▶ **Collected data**
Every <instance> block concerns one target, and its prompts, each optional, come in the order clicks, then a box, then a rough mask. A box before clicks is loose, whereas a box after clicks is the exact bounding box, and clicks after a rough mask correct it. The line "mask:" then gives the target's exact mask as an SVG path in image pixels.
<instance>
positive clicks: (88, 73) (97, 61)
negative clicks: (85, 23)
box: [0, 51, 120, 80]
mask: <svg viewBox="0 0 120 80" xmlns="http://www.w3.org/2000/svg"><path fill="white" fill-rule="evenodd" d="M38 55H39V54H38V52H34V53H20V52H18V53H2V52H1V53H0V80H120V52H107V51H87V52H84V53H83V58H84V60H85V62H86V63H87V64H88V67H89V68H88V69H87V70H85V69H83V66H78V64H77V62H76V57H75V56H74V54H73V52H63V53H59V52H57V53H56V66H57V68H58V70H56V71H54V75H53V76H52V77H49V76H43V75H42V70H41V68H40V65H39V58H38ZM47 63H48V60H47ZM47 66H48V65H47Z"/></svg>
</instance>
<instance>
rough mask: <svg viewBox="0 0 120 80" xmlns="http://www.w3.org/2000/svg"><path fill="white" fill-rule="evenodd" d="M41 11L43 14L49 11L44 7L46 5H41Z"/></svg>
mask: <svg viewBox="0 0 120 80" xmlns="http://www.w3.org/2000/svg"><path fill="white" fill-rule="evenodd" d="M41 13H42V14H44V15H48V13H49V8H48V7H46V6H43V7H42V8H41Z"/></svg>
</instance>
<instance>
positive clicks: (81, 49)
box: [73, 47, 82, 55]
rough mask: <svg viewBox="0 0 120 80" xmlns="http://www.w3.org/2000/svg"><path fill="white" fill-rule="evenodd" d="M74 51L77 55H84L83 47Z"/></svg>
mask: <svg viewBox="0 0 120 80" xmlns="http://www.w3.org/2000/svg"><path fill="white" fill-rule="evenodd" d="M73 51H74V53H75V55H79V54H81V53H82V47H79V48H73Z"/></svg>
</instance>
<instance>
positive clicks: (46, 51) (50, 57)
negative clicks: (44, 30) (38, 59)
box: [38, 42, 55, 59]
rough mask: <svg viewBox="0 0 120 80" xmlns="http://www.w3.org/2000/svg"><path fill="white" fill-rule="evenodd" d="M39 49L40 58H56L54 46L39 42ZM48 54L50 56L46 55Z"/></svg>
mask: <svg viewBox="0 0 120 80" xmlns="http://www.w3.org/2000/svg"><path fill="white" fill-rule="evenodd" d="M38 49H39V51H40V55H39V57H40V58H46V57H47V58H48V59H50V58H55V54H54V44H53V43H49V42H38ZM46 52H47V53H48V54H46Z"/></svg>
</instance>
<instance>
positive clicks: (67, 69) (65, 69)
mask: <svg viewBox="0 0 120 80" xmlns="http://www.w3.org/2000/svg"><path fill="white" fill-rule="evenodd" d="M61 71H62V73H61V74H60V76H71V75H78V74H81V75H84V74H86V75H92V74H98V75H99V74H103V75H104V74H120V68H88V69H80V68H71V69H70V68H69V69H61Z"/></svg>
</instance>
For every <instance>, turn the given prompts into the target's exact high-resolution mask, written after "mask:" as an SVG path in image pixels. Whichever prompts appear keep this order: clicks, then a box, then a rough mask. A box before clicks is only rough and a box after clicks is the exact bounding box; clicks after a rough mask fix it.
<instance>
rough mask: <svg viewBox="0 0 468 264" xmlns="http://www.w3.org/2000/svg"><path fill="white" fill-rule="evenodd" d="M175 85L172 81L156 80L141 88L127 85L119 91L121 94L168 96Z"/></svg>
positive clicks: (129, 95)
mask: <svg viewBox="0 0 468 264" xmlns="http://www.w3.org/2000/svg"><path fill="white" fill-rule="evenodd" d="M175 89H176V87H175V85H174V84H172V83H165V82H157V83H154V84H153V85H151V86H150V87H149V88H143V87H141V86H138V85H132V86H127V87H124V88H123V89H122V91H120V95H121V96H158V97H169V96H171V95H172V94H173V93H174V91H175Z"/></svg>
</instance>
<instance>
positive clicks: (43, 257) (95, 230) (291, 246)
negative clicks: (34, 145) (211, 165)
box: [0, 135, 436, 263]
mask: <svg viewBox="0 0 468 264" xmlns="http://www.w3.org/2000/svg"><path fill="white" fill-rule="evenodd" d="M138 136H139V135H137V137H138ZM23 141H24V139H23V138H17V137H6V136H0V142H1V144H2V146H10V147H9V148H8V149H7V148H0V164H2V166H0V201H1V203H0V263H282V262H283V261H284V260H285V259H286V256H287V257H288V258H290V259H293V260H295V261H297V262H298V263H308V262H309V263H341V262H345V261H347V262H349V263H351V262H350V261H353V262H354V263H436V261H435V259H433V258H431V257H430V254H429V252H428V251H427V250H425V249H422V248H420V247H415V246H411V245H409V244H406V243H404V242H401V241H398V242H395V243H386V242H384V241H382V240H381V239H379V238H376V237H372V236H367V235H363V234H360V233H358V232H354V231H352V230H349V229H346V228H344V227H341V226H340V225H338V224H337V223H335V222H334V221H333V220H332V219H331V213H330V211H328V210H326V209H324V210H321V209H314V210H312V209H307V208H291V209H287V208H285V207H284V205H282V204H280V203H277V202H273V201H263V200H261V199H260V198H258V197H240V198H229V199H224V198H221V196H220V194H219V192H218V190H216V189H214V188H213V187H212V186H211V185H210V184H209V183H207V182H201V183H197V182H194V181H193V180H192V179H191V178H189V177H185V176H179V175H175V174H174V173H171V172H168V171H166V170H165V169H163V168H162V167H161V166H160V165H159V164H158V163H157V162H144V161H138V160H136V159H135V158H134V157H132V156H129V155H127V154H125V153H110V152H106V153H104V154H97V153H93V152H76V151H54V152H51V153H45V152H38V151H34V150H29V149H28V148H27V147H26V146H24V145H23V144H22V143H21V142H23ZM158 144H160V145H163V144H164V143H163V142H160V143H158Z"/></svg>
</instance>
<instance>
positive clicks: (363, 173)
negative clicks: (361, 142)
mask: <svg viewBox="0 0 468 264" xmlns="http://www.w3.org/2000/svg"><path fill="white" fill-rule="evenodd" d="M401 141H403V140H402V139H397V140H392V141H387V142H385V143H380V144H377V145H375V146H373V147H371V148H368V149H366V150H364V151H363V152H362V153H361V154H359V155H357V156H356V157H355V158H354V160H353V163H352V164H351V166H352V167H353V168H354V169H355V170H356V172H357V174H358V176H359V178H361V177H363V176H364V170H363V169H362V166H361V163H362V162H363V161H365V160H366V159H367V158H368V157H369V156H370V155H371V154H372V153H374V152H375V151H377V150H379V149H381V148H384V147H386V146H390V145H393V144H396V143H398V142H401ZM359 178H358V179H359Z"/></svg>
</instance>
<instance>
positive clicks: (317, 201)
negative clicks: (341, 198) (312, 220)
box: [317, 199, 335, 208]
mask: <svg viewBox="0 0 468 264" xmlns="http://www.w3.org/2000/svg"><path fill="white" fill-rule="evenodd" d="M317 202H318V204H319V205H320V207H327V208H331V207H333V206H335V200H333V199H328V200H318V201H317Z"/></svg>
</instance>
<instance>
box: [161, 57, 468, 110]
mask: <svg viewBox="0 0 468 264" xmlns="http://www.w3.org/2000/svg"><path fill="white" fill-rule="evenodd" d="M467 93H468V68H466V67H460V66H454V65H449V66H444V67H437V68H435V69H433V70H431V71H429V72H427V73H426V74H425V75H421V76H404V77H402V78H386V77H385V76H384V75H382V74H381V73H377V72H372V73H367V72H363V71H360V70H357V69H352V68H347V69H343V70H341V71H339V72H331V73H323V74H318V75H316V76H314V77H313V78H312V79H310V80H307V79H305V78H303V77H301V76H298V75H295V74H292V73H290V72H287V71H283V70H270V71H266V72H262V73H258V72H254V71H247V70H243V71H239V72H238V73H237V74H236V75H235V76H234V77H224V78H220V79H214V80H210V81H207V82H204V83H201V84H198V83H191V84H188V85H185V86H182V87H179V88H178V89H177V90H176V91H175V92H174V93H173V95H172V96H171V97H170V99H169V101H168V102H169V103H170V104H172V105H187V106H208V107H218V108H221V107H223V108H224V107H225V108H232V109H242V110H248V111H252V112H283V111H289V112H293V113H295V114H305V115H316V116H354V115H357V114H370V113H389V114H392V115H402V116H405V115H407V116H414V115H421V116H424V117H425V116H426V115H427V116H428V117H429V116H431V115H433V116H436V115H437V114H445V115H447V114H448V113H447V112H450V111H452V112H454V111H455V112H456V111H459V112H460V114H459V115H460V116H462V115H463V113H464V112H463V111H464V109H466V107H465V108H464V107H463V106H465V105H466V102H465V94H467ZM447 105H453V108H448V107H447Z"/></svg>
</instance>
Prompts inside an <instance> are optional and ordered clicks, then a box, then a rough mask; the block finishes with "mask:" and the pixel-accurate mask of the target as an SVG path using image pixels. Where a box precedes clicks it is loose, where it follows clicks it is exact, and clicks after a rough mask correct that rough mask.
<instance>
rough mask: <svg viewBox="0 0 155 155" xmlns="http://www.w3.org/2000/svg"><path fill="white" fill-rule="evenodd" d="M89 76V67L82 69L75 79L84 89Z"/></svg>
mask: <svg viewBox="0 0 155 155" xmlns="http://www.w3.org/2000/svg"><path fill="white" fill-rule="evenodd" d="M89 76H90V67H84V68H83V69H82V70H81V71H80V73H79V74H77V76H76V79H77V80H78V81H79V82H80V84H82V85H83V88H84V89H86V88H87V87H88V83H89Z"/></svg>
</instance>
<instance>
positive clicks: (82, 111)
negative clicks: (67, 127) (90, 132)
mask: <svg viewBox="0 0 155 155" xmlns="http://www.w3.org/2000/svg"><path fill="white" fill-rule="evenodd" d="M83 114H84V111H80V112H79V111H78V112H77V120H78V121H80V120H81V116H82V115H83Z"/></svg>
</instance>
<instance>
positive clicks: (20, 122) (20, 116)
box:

▶ **Your task**
From the data above, copy every line where "exact" appears.

▶ **Solved exercise**
Every <instance> block concerns one target, and its prompts, each optional, come in the order clicks, then a box, then a rough mask. A box before clicks is loose, whereas a box after clicks is the exact bounding box, and clicks after a rough mask correct it. The line "mask:" then gives the target's exact mask as an SVG path in image pixels.
For every <instance>, turn the given prompts into the target's exact high-resolution mask, written after "mask:" as an SVG path in image pixels. Whichever prompts appear keep this order: clicks, then a box, then a rough mask. A box before clicks is only rough and a box after clicks is the exact bounding box; clicks after a rough mask fix it.
Prompts inside an <instance> are optional and ordered clicks, then a box, then a rough mask; the block finishes with "mask:" and the pixel-accurate mask of the target as an SVG path using image pixels. Where a box precedes clicks it is loose, where it follows clicks it is exact, and clicks after a rough mask correct that rough mask.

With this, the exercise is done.